Source passage:
The legislation will be part of a package of initiatives he will bring to state lawmakers when they convene Wednesday for the start of the 2006 General Assembly session.
The governor presented his plans at Glendale Elementary School in Anne Arundel County. The school was recently in the news after a quick-thinking secretary used the state's online registry to identify a man lurking on school property and alert authorities.
Among Ehrlich's proposals will be one that would make it illegal for a convicted child sex offender to enter school grounds without permission or live within 1,000 feet of a school or day-care facility.
Ehrlich (R) acknowledged that he will meet resistance from civil libertarians, comparing the trade-off to the one made when Congress passed the USA Patriot Act.
"I would ask everyone here not to indulge, but to listen to those concerns," Ehrlich said. "We're not going to demonize and demagogue those who have certain issues with this."

Records from a collection:
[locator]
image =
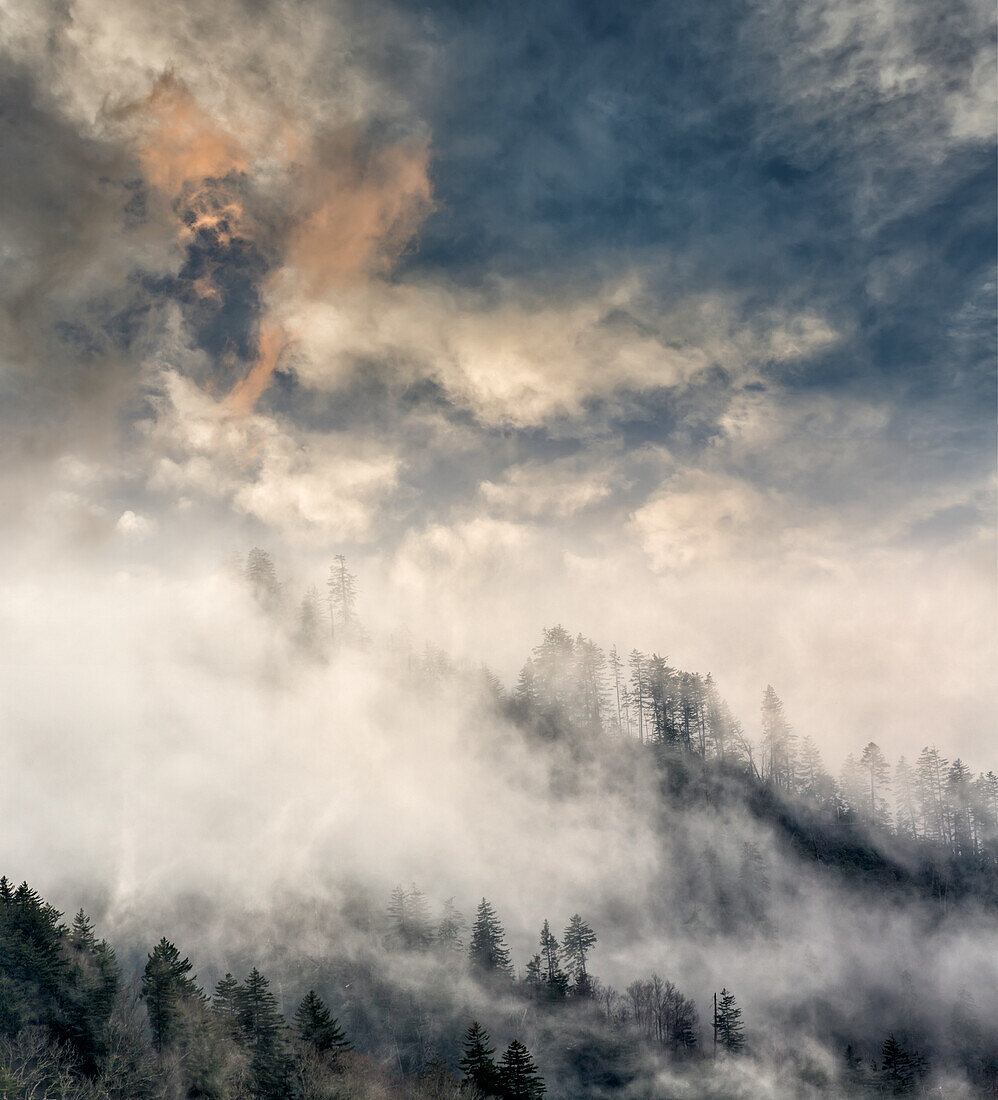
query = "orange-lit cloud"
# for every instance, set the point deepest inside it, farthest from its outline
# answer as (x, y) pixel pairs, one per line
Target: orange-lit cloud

Objective A:
Please write out the part of the passage on Ehrlich's legislation that opens with the words containing "The legislation will" and closes with "General Assembly session.".
Objective B:
According to the passage on Ehrlich's legislation, at which school did the governor present his plans?
Objective C:
Render this sentence from the passage on Ehrlich's legislation in Spanish: "Ehrlich (R) acknowledged that he will meet resistance from civil libertarians, comparing the trade-off to the one made when Congress passed the USA Patriot Act."

Exercise response A:
The legislation will be part of a package of initiatives he will bring to state lawmakers when they convene Wednesday for the start of the 2006 General Assembly session.

Exercise response B:
Glendale Elementary School in Anne Arundel County.

Exercise response C:
Ehrlich (R) reconoció que encontrará resistencia por parte de los defensores de las libertades civiles, y comparó la concesión con la que se hizo cuando el Congreso aprobó la Ley USA Patriot.